Requirement
Retype everything in the podcast transcript from "C: Ish. It’s" down to "just crammed in.", word for word.

A: Everything that you’d expect from a tragic sea journey. Add on to that, fleeing from a war. Add onto that, people taking advantage of their situation.
C: Oh yeah. It’s estimated that around 800,000 people in total made it safely to new locations by boat, whereas somewhere around 200,000-400,000 perished at sea, according to the United Nations High Commission for Refugees.
A: [Wincing] Ooh.
C: Which are horrific odds. So, yeah, enjoy this episode…
A: You can tell this episode is serious, because I am not making any references to Miss Saigon.
C: I was wondering when you were going to make that reference. I think good to get it out your system now.
A: There we go. The reference is not making a reference.
C: Cool. One of the most well-known groups of ‘boat people’ were the Bolinao 52, whose ordeal was picked up by the international press as something of a horror story, for reasons that you can probably guess, given the name of this podcast.
A: We all know what’s coming. You know what’s coming when it’s an episode of Casting Lots; doesn’t make it any easier.
C: 110 refugees set out on 22 May 1988, from the port of Ben Tre in southern Vietnam, aboard a wooden junk which is 45 feet long and already leaking.
A: Oh, fabulous. Sorry, how many? 100?
C: Ish. It’s crowded.
C: Apparently, according to one of the survivors, they’d been told that there would be only 60 people aboard, and instead it’s 110 men, women and children, just crammed in.
A: So pretty much double what they were told?
C: They are headed for Malaysia, where a refugee camp promises the hope of moving on to the US and being rehomed there, and the journey is expected to take six days. Cost of passage? One ounce of gold per person. [Pause] Don’t make me start doing that ‘how many eggs is an ounce?’ thing.
C: An ounce of gold’s a lot, I think. Gold’s heavy.
A: Is it?
C: Gold’s not heavy.
A: I thought gold was quite light.
C: Gold’s light.
A: But if you’re fleeing a war…
C: Yeah, where are you getting your gold from?

Data lines
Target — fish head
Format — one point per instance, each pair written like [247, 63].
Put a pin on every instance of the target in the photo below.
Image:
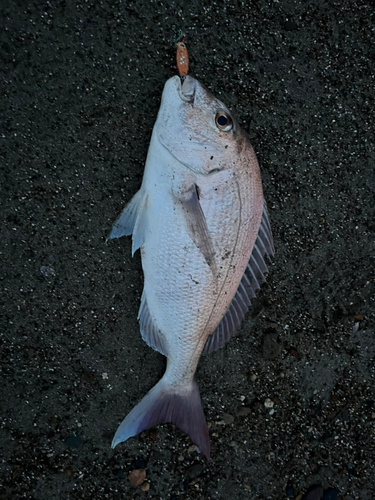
[197, 128]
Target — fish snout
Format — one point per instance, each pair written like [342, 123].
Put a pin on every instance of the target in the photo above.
[188, 87]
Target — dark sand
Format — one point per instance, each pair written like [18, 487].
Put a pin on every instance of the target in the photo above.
[80, 90]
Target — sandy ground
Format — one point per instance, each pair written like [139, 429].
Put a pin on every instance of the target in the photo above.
[80, 89]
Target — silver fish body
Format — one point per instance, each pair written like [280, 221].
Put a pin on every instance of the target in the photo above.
[200, 221]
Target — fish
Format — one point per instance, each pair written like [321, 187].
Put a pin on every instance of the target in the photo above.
[202, 227]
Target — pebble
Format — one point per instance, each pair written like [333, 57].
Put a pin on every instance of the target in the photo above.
[228, 419]
[271, 349]
[289, 492]
[73, 441]
[47, 271]
[268, 403]
[242, 411]
[330, 494]
[345, 415]
[137, 476]
[194, 471]
[315, 494]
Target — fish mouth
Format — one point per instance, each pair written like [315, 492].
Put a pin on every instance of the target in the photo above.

Correct output
C: Ish. It’s crowded.
C: Apparently, according to one of the survivors, they’d been told that there would be only 60 people aboard, and instead it’s 110 men, women and children, just crammed in.